[WHAT YOU HAVE TO DO]
Scan the records for the string "orange", then copy each line that has it.

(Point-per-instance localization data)

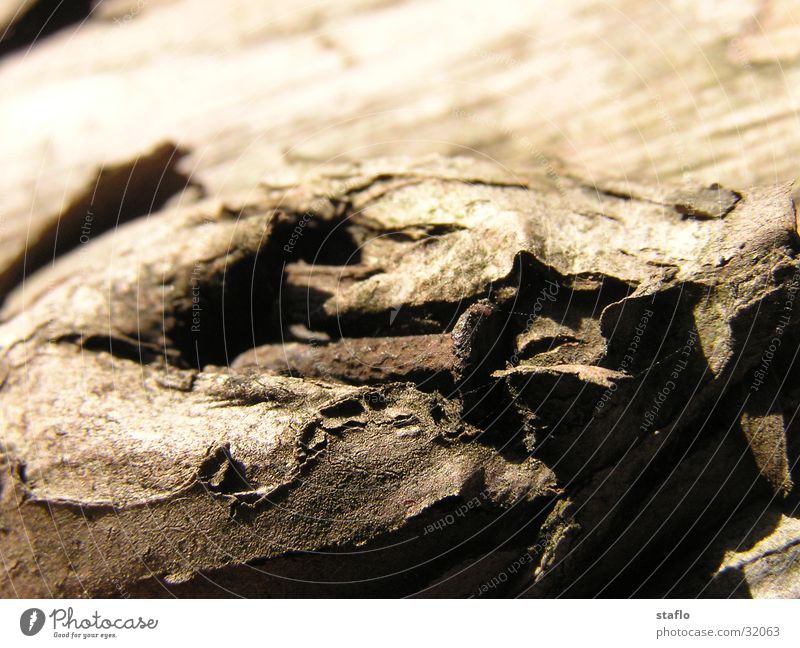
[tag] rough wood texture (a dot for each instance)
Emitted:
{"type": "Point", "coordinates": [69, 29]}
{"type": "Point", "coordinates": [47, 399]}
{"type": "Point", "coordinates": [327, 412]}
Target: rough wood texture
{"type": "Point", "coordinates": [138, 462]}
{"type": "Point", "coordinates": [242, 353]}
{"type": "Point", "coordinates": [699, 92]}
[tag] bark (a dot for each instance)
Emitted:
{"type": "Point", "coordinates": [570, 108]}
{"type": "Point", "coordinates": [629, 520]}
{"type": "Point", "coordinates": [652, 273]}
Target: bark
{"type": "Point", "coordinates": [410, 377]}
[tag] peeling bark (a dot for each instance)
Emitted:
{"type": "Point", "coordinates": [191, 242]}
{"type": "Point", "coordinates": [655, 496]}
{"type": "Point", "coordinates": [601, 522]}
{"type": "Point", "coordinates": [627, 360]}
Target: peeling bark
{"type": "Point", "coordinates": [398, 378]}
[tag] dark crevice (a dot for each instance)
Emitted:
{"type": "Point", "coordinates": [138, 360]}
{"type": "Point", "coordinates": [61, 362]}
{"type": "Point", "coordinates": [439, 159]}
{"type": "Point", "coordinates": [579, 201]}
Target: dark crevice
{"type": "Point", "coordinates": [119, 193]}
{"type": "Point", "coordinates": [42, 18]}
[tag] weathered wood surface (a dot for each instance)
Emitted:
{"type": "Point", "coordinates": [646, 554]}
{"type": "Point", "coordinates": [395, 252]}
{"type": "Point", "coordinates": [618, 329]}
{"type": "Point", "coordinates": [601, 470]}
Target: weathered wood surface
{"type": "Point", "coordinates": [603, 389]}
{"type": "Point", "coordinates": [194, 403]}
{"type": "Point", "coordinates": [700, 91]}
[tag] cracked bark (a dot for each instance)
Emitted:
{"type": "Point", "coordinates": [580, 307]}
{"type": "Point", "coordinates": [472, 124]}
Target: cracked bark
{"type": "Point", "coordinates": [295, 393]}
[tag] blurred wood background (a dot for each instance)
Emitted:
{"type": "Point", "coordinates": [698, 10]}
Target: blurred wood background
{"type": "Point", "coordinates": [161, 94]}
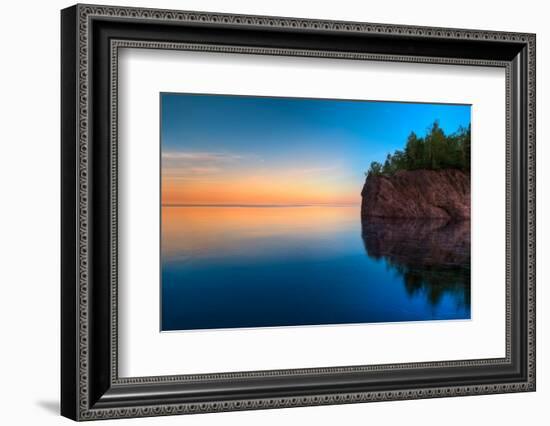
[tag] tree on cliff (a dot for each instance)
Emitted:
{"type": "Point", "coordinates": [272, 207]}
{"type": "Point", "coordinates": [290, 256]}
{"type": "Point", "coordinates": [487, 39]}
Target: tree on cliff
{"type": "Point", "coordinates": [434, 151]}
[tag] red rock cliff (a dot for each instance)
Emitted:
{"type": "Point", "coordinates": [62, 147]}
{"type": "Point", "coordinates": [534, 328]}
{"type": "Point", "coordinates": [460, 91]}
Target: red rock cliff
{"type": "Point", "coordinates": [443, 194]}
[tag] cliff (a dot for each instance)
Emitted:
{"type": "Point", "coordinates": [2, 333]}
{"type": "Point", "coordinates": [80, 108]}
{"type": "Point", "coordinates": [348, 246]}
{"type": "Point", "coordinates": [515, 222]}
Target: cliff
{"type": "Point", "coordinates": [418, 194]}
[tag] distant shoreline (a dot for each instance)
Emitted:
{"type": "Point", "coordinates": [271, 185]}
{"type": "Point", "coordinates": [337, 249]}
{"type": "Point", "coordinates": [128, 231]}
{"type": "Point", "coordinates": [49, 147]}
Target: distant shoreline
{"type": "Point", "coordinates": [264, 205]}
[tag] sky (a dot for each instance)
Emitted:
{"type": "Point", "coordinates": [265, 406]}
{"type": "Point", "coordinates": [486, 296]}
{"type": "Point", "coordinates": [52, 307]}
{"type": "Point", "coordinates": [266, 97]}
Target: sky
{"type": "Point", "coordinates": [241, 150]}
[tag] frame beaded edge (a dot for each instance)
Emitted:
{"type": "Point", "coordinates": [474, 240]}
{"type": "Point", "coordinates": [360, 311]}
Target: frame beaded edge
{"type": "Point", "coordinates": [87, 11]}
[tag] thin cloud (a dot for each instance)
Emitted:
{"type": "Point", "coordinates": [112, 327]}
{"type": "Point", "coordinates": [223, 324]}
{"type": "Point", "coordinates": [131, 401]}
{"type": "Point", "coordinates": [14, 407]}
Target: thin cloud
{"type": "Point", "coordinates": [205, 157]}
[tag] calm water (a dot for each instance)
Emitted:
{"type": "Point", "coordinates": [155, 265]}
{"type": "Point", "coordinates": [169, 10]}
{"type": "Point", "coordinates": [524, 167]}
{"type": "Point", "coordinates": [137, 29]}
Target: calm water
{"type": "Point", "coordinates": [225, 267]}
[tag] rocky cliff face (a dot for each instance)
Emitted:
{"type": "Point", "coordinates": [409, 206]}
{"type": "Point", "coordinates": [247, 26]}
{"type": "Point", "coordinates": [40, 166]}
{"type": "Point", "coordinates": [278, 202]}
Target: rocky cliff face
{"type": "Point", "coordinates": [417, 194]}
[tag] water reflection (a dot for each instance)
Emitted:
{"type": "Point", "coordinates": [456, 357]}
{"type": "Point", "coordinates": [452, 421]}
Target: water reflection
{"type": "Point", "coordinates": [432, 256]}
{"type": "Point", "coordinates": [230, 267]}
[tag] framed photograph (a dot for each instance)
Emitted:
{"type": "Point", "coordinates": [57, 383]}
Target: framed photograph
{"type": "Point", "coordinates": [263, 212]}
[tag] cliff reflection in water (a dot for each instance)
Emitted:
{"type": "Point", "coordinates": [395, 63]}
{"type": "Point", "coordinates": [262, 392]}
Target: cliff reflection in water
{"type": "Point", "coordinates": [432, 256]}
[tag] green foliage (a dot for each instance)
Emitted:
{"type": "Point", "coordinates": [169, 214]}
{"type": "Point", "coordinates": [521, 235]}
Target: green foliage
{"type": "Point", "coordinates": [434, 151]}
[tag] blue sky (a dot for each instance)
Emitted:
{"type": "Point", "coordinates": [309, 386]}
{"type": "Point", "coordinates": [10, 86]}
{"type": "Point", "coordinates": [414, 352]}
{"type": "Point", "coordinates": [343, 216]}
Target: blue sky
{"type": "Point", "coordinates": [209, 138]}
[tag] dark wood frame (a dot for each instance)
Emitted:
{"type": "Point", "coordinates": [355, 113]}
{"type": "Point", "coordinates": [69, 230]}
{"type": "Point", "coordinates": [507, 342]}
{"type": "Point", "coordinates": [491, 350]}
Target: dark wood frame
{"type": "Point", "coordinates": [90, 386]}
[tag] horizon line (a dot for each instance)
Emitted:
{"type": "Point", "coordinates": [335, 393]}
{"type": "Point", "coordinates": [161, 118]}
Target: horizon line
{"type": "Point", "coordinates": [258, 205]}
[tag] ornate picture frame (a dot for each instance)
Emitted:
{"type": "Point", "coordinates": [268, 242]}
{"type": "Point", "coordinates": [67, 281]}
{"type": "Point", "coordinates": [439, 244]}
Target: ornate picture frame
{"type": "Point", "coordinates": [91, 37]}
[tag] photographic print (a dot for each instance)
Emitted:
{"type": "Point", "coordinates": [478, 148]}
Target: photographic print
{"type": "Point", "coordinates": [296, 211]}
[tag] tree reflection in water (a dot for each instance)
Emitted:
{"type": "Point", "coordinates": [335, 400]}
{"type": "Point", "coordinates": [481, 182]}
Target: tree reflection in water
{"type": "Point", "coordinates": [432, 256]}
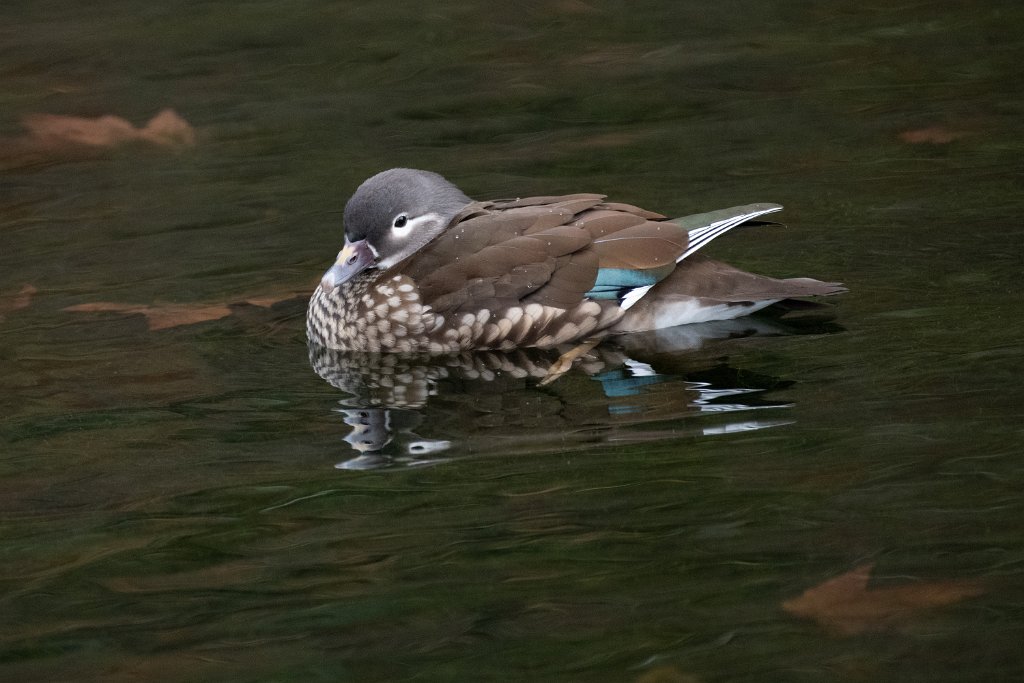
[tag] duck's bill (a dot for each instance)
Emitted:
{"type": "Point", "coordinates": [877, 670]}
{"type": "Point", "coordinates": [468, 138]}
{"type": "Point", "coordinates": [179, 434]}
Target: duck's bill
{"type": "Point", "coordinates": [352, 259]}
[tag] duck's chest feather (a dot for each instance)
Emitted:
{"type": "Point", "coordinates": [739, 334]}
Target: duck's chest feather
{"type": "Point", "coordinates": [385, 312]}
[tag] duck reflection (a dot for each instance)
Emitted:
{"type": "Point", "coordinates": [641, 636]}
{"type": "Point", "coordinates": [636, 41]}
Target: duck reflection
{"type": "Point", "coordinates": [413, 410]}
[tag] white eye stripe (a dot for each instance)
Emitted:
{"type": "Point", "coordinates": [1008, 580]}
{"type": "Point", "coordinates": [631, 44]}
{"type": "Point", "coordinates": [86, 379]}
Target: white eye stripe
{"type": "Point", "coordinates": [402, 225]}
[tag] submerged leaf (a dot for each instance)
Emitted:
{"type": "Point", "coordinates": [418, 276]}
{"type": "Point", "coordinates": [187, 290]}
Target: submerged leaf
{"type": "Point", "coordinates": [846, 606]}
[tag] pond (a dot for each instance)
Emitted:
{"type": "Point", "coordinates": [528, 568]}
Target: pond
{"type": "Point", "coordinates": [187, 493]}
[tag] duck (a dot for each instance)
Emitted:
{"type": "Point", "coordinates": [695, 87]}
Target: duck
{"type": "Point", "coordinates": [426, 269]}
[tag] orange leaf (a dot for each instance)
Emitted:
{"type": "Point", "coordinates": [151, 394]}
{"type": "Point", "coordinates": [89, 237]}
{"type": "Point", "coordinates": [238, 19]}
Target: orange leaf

[RESPONSE TO THIS EXERCISE]
[tag] orange leaf (a dot for each instance)
Target: orange leaf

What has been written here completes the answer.